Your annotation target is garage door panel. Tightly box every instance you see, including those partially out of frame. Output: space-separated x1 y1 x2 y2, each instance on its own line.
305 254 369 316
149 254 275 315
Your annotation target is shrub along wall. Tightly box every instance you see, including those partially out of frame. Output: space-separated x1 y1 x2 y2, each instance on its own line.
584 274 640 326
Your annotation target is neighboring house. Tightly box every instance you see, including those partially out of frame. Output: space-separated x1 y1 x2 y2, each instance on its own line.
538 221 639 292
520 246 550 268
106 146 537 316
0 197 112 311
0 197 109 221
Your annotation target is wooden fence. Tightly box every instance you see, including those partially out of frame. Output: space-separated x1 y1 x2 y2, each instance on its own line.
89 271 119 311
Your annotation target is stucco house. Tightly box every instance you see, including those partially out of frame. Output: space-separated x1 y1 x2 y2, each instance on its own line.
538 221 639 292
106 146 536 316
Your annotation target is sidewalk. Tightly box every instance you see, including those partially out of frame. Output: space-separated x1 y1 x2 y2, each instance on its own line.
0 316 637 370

> **DIRECTIONS FOR THIS TASK**: The material is to be written out once more, exactly and in full.

> **RESPONSE TO THE TASK**:
Your annotation target is garage door panel. Tightly box every instance you see, including those partially out of frame. Output: space-separated x1 y1 x2 y2, each instance on its own line.
305 254 369 316
149 254 275 315
Your annotation target is shrub along wall. Tightly box every instance you see, including those partially out of frame. Output: space-separated x1 y1 x2 y2, each instance on its own line.
584 274 640 326
Your annotation target is neighboring house. Tightly box every instance you see, including those partially out of frame. Output: space-separated x1 y1 x2 y2, each instance on its own line.
538 221 639 292
520 246 550 268
106 146 537 316
0 197 112 311
0 197 109 221
Your annotation target is wooden fence. Tightly box every instance you see, including those partially out of frame. Output: space-separated x1 y1 x2 y2, each instance on its own line.
89 271 119 311
Your annotation target is stucco house. Tightly box every instance you see, including those partially out of frame. Output: space-separated x1 y1 x2 y2, each instance on its own line.
538 221 639 292
106 146 536 316
Your annotation target is sidewalk. Tightly box every instance you see, including those partially out of frame. Output: space-separated x1 y1 x2 y2, each instance on its own line.
0 316 637 370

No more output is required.